■ Document section:
>> begin

Re: Solutions for Multi-word Synonyms

Posted by Bernd Fehling <be...@uni-bielefeld.de>.
As Doug said,
you should really try to build your own solution for Multi-word Synonyms
because every need is different and you can customize it for your special
use case, like adding a Thesaurus.

http://www.ub.uni-bielefeld.de/~befehl/base/solr/InsideBase_eurovocThesaurus.html

Regards
Bernd

Am 09.06.2016 um 17:06 schrieb Doug Turnbull:
> Mary Jo,
> 
> Honestly half the time I run into this problem, I end up creating a
> QParserPlugin because I need to do something specific. With a QParserPlugin
> I can run whatever analysis, slicing and dicing of the query string to
> manually construct whatever I need to
> 
> http://www.supermind.org/blog/1134/custom-solr-queryparsers-for-fun-and-profit
> 
> One thing I often do is repeat the functionality of Elasticsearch's match
> query. Elasticsearch's match query does the following:
> 
> - Analyze the query string using the field's query-time analyzer
> - Create an OR query with the tokens that come out of the analysis
> 
> You can look at the field query parser as something of a starting point for
> this.

>> end

Source data:
>> begin

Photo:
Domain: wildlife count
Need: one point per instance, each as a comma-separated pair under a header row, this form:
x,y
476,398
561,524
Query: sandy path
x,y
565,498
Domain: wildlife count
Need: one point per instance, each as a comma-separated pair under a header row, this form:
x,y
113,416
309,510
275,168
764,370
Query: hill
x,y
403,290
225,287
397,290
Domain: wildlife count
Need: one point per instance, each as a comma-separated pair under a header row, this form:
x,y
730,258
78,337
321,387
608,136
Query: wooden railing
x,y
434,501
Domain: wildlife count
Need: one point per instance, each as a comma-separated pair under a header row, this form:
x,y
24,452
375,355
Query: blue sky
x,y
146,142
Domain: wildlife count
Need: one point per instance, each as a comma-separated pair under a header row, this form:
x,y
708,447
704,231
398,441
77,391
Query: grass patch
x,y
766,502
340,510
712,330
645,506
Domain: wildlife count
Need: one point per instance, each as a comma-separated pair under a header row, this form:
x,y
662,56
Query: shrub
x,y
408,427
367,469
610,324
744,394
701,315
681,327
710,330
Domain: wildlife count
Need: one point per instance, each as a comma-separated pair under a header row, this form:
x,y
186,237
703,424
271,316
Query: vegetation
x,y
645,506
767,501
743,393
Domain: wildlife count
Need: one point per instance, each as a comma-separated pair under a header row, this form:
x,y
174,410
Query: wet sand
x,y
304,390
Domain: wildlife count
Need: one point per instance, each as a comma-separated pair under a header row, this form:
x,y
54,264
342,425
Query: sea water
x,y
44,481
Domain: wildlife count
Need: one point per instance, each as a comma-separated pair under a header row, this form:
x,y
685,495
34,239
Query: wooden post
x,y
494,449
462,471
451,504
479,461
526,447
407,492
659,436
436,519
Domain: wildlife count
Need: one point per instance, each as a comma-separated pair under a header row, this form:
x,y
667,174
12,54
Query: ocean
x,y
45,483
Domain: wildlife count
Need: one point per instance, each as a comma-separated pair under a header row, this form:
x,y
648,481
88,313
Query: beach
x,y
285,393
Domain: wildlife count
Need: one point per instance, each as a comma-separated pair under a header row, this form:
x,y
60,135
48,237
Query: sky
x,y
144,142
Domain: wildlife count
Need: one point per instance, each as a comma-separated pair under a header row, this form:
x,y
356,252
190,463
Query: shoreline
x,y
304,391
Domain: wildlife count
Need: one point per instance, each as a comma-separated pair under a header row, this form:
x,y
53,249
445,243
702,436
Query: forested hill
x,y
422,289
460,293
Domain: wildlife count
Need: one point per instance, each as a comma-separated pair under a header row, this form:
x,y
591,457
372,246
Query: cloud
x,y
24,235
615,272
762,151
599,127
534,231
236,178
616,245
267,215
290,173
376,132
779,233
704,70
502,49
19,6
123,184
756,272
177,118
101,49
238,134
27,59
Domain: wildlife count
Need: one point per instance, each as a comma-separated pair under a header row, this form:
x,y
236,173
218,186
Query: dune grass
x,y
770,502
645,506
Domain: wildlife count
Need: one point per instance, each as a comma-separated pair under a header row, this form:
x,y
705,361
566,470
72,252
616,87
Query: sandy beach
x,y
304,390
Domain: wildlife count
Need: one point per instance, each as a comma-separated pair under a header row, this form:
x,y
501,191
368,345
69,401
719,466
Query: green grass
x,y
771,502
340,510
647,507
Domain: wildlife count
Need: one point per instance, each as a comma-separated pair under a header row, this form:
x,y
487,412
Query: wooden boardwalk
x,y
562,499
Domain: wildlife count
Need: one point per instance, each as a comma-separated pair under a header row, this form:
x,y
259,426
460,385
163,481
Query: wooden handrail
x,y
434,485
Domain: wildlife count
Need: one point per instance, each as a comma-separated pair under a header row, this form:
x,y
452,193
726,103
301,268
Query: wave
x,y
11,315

>> end

■ Task prompt:
Can you transcribe the forum reply on multi-word synonyms word for word, everything from "Posted by Bernd" down to "adding a Thesaurus."? The items bear no relation to the forum reply on multi-word synonyms.

■ Exercise result:
Posted by Bernd Fehling <be...@uni-bielefeld.de>.
As Doug said,
you should really try to build your own solution for Multi-word Synonyms
because every need is different and you can customize it for your special
use case, like adding a Thesaurus.